WORK ORDER :: Show all lines from the records below in which the string "shown" is present.

+++

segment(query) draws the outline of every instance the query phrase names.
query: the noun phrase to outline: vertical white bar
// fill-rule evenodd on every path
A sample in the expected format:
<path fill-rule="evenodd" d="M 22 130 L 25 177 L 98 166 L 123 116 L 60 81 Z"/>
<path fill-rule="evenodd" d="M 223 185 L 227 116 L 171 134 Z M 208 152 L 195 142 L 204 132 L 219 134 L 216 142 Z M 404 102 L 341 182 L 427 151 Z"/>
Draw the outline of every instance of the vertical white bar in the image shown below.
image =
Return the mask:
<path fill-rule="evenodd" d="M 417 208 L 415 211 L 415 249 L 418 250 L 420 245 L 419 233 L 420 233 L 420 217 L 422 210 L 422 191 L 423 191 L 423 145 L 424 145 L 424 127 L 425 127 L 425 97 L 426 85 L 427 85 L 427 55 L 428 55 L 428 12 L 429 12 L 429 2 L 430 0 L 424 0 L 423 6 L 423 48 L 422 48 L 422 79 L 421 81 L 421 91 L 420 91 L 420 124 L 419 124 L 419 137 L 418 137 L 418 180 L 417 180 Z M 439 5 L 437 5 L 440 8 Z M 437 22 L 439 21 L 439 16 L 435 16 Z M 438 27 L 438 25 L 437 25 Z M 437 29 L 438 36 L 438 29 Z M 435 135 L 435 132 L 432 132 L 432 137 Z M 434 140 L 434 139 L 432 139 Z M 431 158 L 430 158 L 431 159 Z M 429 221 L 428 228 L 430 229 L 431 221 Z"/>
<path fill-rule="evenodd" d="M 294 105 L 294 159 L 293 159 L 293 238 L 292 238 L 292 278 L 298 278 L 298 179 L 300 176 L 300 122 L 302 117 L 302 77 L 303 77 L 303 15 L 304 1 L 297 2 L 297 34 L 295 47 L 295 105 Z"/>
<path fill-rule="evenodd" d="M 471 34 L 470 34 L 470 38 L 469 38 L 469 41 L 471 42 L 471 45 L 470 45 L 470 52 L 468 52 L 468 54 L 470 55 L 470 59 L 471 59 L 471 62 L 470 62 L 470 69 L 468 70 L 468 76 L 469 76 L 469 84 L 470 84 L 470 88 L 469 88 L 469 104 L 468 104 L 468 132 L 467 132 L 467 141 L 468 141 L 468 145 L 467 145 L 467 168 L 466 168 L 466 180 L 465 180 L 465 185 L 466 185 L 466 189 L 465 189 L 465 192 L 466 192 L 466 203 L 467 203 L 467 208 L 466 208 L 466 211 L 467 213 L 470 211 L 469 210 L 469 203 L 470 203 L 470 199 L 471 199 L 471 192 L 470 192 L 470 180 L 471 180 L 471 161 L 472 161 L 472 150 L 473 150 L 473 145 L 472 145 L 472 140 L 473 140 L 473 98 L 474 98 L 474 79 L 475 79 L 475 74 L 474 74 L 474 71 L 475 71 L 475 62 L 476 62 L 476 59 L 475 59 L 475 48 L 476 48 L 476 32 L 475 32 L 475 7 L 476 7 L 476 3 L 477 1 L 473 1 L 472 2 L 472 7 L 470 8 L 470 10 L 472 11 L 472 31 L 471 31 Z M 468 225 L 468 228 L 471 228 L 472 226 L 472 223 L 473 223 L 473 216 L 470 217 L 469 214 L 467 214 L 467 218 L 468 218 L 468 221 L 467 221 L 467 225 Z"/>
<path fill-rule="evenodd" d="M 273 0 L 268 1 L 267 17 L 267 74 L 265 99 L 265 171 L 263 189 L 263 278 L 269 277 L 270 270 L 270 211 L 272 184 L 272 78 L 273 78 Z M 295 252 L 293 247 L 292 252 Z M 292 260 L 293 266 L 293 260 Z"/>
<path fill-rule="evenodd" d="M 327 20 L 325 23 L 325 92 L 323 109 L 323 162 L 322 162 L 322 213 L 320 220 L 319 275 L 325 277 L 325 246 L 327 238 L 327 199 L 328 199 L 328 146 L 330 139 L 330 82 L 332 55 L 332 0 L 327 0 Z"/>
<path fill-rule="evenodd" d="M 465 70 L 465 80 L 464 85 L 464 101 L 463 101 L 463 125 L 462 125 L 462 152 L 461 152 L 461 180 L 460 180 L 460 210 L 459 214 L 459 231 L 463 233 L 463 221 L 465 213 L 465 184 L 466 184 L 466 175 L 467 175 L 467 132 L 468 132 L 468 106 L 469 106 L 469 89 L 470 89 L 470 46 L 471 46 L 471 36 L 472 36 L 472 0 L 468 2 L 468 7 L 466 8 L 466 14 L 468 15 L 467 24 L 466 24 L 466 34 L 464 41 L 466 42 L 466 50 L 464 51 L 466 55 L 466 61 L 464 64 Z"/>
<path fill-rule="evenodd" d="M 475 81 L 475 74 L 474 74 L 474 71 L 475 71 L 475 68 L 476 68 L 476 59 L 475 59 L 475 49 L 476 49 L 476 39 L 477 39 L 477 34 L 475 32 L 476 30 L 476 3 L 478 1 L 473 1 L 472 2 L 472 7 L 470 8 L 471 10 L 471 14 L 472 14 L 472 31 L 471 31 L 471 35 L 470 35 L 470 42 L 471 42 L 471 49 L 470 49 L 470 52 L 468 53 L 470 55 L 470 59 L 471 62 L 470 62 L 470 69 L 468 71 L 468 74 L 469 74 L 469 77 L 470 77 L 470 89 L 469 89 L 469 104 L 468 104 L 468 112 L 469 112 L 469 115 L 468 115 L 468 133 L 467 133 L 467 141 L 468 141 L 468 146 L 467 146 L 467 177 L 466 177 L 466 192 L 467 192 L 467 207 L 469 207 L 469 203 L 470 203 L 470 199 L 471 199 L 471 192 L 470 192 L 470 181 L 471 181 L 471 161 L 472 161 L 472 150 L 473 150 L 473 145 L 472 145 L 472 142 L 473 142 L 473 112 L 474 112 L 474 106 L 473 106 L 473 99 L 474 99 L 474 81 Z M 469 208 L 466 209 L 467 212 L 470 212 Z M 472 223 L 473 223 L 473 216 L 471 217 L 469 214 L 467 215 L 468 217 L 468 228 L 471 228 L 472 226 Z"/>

+++

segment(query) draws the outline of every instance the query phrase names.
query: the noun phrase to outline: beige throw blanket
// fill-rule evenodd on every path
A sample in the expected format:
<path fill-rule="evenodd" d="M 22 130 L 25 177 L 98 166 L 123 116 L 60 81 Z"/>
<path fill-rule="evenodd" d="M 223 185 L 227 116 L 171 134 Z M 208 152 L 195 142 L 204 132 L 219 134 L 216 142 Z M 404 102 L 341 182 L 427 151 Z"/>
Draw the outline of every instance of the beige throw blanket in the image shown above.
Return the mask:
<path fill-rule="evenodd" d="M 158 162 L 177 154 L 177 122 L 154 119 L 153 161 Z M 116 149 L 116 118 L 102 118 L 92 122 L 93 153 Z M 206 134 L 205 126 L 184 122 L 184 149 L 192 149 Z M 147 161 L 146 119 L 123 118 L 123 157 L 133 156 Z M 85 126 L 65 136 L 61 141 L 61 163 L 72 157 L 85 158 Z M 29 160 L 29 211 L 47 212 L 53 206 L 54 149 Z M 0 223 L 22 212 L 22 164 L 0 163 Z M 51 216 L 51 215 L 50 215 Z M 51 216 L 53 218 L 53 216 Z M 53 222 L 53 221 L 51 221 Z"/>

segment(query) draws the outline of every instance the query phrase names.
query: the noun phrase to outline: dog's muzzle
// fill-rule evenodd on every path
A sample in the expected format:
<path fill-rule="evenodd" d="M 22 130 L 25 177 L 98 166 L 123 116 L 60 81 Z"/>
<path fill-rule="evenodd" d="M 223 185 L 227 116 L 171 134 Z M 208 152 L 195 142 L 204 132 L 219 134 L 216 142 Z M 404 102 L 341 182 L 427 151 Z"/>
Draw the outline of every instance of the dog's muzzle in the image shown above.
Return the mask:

+++

ANSWER TO THE EXERCISE ::
Draw the outline of every instance of the vertical white bar in the image shown below.
Draw the outline of every instance of the beige throw blanket in the image shown above.
Draw the outline of every instance of the dog's muzzle in the image shown above.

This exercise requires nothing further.